What you should do: Pull out every line below that contains the word "siding", copying each one in full.

(Coordinate annotation lines)
------------

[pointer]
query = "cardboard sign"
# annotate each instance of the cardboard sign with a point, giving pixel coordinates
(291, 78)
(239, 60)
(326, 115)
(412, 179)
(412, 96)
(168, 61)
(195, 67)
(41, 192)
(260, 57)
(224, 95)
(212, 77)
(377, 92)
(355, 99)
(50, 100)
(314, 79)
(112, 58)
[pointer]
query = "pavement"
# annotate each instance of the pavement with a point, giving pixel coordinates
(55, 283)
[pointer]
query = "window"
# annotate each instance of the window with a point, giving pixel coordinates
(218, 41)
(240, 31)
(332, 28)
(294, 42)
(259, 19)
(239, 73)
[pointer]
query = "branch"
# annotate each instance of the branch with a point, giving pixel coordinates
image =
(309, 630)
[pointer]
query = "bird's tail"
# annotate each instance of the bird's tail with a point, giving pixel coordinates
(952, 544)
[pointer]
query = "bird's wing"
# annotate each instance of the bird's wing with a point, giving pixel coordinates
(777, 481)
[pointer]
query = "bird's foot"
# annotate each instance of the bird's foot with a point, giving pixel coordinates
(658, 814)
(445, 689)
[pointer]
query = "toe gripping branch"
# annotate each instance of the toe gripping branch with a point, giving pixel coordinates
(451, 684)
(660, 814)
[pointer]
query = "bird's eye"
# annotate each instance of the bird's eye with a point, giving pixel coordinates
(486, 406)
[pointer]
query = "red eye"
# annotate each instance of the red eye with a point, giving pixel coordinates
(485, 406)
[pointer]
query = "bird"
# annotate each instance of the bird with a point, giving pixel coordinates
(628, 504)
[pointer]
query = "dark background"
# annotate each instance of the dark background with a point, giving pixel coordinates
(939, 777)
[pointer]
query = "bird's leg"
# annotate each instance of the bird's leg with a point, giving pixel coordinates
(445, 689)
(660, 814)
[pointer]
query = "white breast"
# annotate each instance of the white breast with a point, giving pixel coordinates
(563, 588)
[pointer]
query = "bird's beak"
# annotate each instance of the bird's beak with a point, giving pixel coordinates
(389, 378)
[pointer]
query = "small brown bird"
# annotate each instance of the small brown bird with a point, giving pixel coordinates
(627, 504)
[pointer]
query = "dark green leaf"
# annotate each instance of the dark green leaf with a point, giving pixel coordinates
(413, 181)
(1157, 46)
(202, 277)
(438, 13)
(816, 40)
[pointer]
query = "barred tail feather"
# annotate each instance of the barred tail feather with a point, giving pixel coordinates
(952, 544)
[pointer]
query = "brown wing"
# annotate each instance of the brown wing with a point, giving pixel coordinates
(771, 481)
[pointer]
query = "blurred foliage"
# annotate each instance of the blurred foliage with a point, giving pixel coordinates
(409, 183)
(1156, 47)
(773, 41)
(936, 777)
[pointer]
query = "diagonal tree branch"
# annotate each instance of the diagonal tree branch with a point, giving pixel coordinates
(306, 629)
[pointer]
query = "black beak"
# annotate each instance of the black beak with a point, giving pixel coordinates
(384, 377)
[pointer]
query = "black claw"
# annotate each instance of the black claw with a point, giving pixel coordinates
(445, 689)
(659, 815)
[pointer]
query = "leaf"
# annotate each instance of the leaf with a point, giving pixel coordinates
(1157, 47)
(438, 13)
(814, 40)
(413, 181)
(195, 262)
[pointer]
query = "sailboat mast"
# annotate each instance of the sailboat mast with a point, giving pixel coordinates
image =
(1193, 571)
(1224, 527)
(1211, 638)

------------

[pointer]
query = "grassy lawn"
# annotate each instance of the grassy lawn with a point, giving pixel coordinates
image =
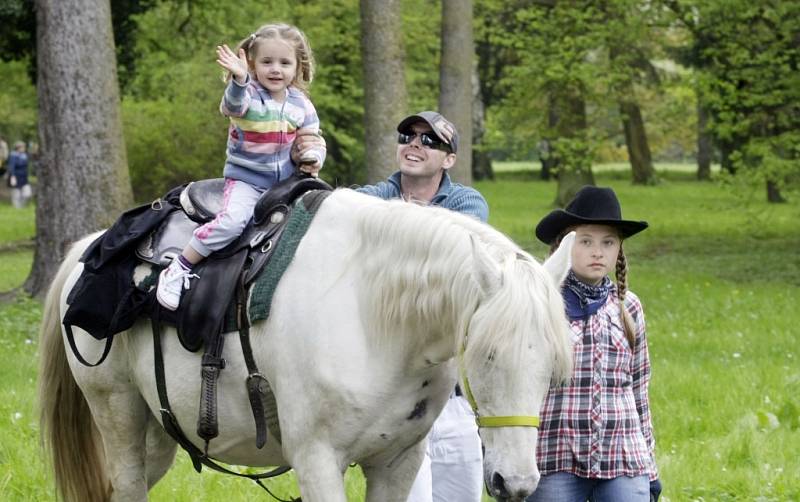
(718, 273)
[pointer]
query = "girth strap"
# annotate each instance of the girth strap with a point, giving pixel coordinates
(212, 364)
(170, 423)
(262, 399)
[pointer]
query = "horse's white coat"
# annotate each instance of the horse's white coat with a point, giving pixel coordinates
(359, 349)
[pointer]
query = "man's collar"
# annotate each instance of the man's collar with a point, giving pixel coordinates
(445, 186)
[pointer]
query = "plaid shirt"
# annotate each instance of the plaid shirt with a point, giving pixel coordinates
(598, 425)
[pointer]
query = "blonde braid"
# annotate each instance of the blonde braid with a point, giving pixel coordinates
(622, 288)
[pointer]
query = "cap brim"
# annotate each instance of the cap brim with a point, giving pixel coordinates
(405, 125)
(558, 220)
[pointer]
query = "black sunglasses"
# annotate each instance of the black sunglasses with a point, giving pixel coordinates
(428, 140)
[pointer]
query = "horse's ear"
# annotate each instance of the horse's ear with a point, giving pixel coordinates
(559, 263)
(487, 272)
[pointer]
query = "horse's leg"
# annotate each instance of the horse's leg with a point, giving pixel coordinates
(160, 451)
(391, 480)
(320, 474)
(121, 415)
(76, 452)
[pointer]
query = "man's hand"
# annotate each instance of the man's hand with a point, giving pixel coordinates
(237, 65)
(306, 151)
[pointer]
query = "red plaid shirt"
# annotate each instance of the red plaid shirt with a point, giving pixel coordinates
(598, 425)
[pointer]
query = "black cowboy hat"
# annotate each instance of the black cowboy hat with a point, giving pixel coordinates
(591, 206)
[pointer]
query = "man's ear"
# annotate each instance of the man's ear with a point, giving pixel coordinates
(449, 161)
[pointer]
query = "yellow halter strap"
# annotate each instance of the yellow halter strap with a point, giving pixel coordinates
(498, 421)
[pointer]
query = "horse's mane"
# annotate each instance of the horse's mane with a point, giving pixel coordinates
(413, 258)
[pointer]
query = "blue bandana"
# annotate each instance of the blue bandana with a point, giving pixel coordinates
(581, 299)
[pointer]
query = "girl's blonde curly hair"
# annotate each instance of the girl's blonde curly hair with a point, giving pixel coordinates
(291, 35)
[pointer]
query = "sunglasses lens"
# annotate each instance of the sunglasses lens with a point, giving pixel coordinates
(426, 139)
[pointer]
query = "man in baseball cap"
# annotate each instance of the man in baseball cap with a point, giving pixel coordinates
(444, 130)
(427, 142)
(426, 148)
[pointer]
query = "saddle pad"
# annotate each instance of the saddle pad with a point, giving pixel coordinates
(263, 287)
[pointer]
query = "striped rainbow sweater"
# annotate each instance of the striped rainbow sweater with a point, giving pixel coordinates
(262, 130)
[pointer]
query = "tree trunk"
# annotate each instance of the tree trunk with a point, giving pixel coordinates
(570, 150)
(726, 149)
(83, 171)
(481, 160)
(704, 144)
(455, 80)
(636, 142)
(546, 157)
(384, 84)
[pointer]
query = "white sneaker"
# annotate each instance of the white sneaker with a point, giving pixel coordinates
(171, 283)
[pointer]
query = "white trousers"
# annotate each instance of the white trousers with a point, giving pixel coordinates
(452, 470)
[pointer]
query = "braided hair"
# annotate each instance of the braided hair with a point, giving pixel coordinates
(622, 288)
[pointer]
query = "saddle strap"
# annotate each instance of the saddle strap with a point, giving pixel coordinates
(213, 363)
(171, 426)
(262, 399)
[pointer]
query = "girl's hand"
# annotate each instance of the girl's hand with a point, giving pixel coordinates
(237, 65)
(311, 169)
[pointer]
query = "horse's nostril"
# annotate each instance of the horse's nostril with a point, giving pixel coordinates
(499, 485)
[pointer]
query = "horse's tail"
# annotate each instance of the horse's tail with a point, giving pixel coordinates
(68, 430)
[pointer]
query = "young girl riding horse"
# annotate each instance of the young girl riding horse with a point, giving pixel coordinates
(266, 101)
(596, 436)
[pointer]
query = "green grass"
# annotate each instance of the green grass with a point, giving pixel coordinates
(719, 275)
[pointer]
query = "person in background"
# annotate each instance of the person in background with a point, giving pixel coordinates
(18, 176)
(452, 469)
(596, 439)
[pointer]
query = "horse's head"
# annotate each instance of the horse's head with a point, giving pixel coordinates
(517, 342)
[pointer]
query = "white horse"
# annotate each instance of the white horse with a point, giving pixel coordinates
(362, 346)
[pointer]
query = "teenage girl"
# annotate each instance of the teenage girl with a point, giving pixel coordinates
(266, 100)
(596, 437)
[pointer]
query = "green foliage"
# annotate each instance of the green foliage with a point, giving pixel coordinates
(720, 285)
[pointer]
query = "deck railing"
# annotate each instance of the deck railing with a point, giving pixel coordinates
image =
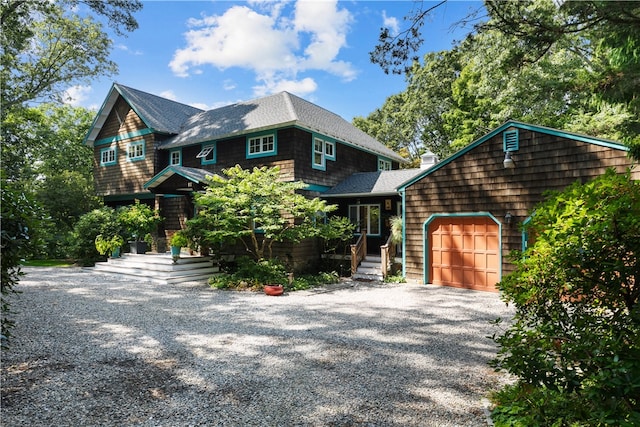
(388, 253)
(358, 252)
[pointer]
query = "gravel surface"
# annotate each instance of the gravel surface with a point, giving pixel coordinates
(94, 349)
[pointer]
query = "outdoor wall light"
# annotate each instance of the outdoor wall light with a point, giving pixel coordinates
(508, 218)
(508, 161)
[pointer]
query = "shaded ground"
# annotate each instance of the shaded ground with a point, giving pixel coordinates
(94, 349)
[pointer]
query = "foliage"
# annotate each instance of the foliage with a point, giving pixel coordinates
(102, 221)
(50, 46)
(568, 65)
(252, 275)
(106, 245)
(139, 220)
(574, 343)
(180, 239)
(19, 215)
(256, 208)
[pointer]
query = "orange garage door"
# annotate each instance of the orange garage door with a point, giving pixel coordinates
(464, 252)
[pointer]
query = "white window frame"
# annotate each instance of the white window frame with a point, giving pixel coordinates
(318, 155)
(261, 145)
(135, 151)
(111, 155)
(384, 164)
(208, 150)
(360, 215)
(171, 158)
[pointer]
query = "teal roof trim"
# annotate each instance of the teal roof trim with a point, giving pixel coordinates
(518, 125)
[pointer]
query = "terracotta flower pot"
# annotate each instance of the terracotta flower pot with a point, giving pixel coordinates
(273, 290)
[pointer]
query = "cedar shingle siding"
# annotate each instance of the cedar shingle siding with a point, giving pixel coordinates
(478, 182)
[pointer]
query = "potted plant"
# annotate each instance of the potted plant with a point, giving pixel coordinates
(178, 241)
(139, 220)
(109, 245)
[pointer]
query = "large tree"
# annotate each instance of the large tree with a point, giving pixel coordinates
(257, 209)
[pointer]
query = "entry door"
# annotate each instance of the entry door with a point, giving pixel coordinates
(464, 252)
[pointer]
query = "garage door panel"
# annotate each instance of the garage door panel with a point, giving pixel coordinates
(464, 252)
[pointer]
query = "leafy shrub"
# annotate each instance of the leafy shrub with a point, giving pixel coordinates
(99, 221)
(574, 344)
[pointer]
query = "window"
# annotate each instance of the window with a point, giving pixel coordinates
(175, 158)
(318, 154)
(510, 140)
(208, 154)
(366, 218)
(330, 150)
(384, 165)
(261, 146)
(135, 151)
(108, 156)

------------

Written reply:
query = "cedar shingle siding"
# annotate each instance of the cedar shingle siding with a point, giving pixel coordinates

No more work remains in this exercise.